* [SHORT TASK]: Find each line in the records below that contains the word "banana" and copy it out.
▬▬▬▬▬▬
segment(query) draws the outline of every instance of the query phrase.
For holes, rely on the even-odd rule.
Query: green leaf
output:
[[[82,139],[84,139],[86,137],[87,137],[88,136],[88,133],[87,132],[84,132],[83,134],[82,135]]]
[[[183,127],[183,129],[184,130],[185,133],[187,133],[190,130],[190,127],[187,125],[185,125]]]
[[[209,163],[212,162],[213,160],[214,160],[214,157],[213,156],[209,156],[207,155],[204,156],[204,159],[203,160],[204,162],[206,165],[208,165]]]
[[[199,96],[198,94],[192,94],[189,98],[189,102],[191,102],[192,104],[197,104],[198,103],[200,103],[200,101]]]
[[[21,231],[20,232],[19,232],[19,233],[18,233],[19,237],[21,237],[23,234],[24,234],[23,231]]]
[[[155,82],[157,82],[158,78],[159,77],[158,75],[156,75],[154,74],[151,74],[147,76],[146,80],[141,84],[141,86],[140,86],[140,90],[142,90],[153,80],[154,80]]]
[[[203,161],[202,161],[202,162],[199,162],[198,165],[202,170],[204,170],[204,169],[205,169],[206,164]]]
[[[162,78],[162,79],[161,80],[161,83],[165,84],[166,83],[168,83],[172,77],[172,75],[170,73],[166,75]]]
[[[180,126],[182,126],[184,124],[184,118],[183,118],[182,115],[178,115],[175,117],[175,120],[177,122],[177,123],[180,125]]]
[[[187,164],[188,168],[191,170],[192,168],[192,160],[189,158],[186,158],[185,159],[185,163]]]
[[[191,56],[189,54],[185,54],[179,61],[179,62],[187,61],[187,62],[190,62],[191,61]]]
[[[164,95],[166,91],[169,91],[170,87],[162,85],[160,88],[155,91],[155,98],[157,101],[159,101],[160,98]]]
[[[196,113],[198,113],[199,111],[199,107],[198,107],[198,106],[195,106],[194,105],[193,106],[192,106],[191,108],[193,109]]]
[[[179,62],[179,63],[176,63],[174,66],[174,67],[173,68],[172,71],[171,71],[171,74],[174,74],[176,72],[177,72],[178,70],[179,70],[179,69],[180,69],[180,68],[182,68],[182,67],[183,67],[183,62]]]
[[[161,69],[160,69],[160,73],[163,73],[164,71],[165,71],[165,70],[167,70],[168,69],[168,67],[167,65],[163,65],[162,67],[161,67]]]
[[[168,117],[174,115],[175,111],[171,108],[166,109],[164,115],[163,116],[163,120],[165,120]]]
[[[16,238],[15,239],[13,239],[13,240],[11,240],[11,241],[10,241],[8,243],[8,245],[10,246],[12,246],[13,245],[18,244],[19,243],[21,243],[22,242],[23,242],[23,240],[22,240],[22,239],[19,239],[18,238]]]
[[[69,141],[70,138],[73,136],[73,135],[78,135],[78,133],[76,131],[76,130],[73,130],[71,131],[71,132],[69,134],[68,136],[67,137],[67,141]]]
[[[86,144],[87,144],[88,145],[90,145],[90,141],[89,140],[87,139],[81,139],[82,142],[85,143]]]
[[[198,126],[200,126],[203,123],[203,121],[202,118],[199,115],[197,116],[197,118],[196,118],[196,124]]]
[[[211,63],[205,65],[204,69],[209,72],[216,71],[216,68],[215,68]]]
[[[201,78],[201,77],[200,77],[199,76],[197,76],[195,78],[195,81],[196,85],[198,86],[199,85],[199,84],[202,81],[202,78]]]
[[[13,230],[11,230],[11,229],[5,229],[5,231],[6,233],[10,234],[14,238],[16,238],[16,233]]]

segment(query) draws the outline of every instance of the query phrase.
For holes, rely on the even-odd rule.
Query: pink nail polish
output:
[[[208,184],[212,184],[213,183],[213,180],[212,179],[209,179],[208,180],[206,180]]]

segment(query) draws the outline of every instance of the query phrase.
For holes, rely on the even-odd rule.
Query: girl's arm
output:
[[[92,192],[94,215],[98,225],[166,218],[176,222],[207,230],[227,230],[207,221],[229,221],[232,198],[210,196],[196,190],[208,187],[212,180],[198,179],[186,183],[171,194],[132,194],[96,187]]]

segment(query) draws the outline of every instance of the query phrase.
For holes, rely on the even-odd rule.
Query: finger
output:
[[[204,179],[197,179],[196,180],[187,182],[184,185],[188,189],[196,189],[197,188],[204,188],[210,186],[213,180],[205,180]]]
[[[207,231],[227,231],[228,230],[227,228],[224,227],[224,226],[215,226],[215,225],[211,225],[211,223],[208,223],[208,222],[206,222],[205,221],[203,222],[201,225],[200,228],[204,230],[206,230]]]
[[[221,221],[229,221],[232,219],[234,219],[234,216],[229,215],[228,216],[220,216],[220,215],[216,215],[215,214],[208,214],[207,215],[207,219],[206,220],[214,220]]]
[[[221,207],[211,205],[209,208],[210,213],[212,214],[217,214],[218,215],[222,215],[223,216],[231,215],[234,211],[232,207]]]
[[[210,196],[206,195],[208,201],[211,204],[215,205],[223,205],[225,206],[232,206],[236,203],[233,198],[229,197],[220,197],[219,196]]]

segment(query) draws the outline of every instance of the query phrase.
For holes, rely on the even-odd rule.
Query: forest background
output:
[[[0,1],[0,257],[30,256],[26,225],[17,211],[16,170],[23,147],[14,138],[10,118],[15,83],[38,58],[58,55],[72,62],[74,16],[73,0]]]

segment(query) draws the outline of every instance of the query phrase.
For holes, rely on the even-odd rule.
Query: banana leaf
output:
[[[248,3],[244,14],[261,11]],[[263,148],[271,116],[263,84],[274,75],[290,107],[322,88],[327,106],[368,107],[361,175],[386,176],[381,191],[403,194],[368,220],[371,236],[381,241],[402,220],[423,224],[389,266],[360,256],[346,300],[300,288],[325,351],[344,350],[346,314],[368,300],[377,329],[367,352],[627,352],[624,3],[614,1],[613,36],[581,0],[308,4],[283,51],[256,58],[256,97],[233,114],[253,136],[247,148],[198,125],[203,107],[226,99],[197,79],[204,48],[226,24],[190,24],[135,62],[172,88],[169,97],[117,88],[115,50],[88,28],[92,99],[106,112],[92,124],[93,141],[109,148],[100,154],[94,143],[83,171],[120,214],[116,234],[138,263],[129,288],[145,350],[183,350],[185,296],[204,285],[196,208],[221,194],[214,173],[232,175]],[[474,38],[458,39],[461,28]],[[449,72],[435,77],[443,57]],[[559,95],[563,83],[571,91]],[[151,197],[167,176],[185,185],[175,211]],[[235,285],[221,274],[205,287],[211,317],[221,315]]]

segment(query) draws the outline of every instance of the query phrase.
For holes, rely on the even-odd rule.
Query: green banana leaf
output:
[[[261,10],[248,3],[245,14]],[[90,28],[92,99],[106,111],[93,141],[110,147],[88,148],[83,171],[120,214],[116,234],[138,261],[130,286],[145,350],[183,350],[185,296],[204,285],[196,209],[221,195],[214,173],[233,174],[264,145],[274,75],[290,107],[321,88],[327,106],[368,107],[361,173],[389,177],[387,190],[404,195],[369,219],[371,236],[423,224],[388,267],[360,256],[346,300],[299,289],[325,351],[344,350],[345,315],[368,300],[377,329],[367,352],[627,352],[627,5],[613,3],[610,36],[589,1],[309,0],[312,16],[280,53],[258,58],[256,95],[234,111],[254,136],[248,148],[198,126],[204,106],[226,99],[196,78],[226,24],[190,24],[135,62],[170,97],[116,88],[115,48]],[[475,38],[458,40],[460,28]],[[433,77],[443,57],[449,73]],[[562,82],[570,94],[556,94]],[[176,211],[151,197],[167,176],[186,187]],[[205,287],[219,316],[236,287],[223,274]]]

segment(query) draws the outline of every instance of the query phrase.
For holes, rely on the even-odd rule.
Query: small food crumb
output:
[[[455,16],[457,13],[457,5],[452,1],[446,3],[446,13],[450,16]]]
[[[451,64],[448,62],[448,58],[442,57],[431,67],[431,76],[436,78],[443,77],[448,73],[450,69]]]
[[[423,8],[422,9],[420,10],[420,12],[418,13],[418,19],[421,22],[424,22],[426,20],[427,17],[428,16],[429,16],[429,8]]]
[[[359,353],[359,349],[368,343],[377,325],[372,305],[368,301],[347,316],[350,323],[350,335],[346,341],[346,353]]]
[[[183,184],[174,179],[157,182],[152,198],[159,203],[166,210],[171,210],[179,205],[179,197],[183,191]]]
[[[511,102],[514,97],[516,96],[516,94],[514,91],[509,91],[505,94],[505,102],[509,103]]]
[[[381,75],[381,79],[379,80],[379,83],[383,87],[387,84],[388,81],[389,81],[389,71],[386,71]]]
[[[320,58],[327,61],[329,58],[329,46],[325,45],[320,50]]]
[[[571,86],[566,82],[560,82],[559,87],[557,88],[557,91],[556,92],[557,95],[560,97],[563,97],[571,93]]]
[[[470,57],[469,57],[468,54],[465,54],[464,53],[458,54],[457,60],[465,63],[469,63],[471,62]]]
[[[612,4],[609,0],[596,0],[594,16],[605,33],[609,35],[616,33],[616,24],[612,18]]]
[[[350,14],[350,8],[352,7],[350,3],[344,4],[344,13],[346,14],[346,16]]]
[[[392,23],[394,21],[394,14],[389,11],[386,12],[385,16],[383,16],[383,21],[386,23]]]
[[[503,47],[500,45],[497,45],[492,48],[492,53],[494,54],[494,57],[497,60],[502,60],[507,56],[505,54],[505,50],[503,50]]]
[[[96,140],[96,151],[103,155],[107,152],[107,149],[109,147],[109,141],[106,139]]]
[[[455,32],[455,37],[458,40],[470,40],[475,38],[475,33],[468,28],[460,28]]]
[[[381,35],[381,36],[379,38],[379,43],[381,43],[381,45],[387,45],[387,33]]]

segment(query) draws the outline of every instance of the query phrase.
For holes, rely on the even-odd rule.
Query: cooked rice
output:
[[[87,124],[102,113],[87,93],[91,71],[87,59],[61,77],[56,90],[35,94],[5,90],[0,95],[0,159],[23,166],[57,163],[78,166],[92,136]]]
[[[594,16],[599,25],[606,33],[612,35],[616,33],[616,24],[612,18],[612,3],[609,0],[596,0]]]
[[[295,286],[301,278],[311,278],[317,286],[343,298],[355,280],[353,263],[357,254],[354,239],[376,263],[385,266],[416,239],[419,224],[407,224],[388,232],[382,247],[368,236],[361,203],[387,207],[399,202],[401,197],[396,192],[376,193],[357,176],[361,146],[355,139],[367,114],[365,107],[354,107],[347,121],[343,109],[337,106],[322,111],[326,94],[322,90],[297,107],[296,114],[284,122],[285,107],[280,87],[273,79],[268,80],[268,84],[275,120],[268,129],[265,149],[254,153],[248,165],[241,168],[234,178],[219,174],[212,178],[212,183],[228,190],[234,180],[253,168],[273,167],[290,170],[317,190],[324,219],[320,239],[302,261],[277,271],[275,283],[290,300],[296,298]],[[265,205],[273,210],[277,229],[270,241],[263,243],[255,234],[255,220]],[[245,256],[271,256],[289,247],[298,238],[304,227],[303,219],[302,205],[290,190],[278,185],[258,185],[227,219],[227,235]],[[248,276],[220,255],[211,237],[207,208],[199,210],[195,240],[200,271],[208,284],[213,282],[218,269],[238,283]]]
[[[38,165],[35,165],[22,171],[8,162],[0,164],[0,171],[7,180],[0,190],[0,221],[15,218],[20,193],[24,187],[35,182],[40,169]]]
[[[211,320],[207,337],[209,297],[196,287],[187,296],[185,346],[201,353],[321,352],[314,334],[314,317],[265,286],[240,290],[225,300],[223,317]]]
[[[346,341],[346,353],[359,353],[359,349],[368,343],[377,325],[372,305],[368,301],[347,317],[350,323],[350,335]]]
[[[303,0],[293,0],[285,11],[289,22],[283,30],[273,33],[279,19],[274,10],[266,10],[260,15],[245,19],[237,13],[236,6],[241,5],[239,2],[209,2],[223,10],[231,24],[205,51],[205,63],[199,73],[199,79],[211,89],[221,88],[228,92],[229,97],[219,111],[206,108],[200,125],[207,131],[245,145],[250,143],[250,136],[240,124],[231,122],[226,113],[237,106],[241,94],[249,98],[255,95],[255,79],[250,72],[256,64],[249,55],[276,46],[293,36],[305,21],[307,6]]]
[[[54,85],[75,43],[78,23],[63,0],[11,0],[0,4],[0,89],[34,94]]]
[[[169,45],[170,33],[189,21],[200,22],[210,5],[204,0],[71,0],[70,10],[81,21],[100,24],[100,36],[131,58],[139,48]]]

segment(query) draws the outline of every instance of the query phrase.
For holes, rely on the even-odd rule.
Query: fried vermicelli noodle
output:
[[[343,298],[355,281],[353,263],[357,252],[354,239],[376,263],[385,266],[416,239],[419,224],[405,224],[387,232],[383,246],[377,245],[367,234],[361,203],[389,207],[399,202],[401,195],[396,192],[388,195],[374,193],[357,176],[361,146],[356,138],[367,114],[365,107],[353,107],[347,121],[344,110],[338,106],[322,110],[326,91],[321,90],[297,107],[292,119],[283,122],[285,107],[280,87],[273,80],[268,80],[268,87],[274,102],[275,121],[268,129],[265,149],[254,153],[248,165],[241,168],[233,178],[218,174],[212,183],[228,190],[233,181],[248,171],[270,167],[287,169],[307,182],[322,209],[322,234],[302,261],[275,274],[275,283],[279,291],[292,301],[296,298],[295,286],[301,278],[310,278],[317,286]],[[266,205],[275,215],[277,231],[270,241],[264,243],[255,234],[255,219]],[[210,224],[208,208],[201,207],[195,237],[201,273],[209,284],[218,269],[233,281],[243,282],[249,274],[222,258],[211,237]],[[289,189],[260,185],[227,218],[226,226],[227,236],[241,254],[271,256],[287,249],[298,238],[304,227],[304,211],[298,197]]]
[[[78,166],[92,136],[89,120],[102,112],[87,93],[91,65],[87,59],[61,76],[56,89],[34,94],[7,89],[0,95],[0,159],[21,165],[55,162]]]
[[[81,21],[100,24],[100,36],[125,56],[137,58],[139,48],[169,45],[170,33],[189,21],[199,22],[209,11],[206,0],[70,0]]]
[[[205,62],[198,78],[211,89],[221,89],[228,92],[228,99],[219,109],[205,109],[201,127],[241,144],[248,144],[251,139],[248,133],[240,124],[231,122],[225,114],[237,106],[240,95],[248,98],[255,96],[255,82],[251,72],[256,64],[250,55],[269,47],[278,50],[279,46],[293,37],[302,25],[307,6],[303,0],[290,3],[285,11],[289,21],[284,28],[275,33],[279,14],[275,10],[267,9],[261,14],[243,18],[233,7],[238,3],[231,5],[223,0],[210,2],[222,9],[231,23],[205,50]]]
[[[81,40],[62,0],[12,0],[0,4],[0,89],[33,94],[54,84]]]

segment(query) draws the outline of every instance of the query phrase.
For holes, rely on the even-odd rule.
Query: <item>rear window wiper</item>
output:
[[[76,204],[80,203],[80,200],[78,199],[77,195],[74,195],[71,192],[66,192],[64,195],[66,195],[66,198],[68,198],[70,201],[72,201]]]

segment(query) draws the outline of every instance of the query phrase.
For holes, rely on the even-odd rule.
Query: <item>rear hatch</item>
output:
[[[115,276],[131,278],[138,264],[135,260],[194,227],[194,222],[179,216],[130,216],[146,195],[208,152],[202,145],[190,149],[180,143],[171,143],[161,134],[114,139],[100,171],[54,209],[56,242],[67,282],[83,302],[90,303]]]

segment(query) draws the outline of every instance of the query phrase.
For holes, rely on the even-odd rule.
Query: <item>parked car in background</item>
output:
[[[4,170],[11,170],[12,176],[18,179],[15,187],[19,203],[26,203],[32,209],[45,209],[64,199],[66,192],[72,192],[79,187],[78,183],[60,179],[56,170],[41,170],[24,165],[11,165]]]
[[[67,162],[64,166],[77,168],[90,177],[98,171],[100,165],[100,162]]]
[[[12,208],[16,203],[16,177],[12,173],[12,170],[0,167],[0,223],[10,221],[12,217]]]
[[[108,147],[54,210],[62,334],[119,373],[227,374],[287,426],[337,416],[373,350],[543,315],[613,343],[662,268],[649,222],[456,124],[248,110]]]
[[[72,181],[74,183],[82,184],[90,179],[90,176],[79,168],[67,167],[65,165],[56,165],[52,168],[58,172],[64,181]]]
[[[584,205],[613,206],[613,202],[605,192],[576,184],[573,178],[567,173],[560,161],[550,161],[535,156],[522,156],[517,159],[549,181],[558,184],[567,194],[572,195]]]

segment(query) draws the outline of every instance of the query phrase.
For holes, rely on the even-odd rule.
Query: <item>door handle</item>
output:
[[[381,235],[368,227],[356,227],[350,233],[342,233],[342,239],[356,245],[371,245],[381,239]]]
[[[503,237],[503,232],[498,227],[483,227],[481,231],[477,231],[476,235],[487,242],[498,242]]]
▬▬▬▬▬▬
* [REPLY]:
Query: banana leaf
Query: green banana leaf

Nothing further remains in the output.